→ Dataset records:
● ● ● ●
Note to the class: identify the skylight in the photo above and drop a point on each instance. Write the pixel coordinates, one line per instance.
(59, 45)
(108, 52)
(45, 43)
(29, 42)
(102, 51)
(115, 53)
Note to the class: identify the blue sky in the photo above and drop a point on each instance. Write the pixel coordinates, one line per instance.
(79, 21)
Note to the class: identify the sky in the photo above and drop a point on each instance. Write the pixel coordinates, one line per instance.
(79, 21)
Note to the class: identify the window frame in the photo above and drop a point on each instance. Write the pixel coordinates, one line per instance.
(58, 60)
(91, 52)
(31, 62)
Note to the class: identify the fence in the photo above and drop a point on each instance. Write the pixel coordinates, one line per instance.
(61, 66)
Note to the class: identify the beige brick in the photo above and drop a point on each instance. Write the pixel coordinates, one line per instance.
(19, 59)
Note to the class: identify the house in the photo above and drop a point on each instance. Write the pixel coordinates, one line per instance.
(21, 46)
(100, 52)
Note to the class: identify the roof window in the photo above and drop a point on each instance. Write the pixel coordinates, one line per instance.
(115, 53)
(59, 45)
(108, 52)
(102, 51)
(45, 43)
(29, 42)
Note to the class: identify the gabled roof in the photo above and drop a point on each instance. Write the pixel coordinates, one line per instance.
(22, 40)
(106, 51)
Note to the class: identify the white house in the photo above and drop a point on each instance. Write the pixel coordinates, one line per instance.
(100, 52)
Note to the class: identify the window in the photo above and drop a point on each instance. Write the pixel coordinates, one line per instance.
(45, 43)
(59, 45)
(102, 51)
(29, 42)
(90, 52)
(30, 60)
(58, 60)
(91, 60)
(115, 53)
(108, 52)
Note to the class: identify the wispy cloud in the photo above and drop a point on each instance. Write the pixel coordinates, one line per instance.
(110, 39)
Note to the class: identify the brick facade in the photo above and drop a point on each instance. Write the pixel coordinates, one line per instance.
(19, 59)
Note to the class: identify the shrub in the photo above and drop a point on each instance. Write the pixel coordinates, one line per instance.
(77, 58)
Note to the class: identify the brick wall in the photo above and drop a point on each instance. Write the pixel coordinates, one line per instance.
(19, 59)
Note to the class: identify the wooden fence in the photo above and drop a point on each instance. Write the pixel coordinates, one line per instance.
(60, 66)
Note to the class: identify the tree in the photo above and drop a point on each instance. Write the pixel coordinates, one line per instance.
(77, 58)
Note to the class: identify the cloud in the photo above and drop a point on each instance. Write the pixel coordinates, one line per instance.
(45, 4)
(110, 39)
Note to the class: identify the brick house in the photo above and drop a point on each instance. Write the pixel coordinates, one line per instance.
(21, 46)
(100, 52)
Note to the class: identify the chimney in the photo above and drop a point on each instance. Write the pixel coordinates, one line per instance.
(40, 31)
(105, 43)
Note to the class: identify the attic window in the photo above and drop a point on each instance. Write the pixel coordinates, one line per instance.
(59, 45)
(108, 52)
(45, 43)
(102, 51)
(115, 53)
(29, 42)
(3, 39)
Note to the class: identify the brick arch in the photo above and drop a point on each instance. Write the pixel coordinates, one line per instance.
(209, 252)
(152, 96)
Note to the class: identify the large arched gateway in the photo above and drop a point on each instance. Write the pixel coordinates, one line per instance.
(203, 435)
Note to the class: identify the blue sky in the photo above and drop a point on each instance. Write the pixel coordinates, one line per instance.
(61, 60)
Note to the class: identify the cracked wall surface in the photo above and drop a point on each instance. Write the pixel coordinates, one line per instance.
● ● ● ●
Give the complete listing a second time, exactly as it reads.

→ Task response:
Note to the class: identify the skylight in the photo above and drop a point on each instance. Write the pixel coordinates, one line per instance.
(59, 45)
(108, 52)
(45, 43)
(29, 42)
(102, 51)
(115, 53)
Note to the class: identify the blue sky in the photo above and drop a point on each instance. Write the pixel coordinates, one line per instance.
(79, 21)
Note to the class: identify the sky in the photo above and drop a point on each instance. Write the pixel coordinates, one line per instance.
(79, 21)
Note to the class: identify the window frame in the photo above and drop a point on each instance. Write the pixel coordinates, one line per instance.
(58, 60)
(91, 52)
(31, 62)
Note to the class: identify the fence in the photo above and drop a point on each instance. Write the pixel coordinates, one line per instance.
(61, 66)
Note to the class: identify the beige brick in the photo above and drop a point on each instance. Write the pixel coordinates, one line per instance.
(19, 59)
Note to the class: identify the house in the photo above and drop a point on each instance. Write the pixel coordinates, one line per instance.
(21, 46)
(100, 52)
Note to the class: identify the roof window in the photo above and drop a point on each instance. Write the pixel coordinates, one line per instance.
(115, 53)
(59, 45)
(108, 52)
(102, 51)
(45, 43)
(29, 42)
Note to the class: identify the gabled roof in the photo above and drop a point on each instance. Write the pixel coordinates, one line per instance.
(22, 40)
(106, 51)
Note to the class: identify the white house in the photo above and drop a point on each instance. Write the pixel coordinates, one line per instance.
(100, 52)
Note to the class: identify the window in the photo above and drop a point on each instance. Write the pixel coordinates, one line per instance.
(45, 43)
(59, 45)
(102, 51)
(29, 42)
(90, 52)
(30, 60)
(58, 60)
(91, 60)
(115, 53)
(108, 52)
Note to the class: identify the wispy cloud in the photo above and drop a point on each instance. Write the pixel coordinates, one line per instance.
(110, 39)
Note to the class: identify the brick facade in the photo above and drop a point on each instance. Write the pixel coordinates, one line per instance.
(19, 59)
Note to the class: identify the shrub in the photo above and drop a point on each instance. Write the pixel coordinates, one line per instance.
(77, 58)
Note to the class: identify the brick wall in the photo above and drop a point on each instance. Write the pixel coordinates, one line per instance.
(19, 59)
Note to the class: identify the wooden fence in the photo above and drop a point on each instance. Write the pixel coordinates, one line per instance.
(60, 66)
Note to the class: identify the tree in the photo above and drop a point on each instance. Write the pixel coordinates, one line per instance.
(77, 58)
Note to the class: identify the cloud in the photo above and drop a point on each instance. Write the pixel coordinates, one line per instance.
(45, 4)
(110, 39)
Note to the class: identify the brick house in the photo above and drop a point on each instance. Write the pixel coordinates, one line per instance.
(21, 46)
(100, 52)
Note to the class: identify the chimney in the photo above and drop a point on each instance. Write the pixel coordinates, one line per instance.
(40, 31)
(105, 43)
Note to the class: identify the attic window in the photo above and drop a point on each instance. Write the pixel coordinates, one line per instance.
(59, 45)
(108, 52)
(45, 43)
(102, 51)
(115, 53)
(29, 42)
(3, 39)
Note to the class: identify the brick arch in the photo above and drop a point on each instance. Write the pixel coordinates, one line per instance.
(209, 252)
(152, 96)
Note to the class: identify the large arched gateway in the photo above and drop a point on each instance. Write the pixel coordinates, one line per instance.
(203, 435)
Note to the class: identify the blue sky in the photo above and drop a point on each instance. Write the pixel coordinates, one line per instance.
(61, 60)
Note to the class: identify the cracked wall surface in the photo above and drop a point on each instance. Write the pixel coordinates, one line per instance.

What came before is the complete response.